About this exercise:
Translate into Spanish this sentence from the text below about the Colombo stock market: "However, being the second best performing Stock Exchange in the world is something that Sri Lanka should be proud of making it a global brand in capital markets."

Document section:
In the wake of developments and amendments in reduced transaction fees from August, many market analysts are of the view, that if the move was to uniformly apply a minimum price change of Rs 0.10 for all orders is also likely to improve liquidity and boost market turnover in coming months.
However, being the second best performing Stock Exchange in the world is something that Sri Lanka should be proud of making it a global brand in capital markets. But on the other hand, still the Colombo Bourse is in a stage where it needs to accompany many companies with a vast sector of business portfolios and a vast number of companies that are into new sectors which could drive country’s development in areas such as bio medical research, retail sales, metal and natural resources mining, renewable power and energy, logistics and transport, petroleum and information technology, telecom and real estate giving many choices to both retail and large scale foreign and local investors, according to capital market experts.

Data for analysis:
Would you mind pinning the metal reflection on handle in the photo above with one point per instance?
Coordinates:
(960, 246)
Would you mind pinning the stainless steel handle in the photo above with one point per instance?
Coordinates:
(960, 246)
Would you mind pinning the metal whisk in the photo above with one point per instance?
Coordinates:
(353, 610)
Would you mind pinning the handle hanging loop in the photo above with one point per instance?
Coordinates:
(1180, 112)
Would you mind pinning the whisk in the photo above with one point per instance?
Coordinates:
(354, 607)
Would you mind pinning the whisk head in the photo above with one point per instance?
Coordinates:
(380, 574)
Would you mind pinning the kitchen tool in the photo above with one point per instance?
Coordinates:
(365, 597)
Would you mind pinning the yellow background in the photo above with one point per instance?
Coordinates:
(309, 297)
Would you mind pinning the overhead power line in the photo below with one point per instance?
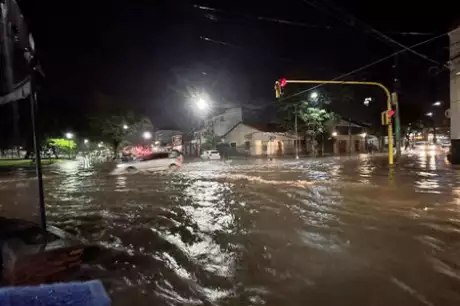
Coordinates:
(368, 65)
(295, 23)
(352, 21)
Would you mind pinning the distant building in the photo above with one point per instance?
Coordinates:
(351, 138)
(257, 140)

Answer section:
Sin embargo, ser la segunda bolsa de valores con mejor desempeño del mundo es algo de lo que Sri Lanka debería estar orgullosa, lo que la convierte en una marca global en los mercados de capitales.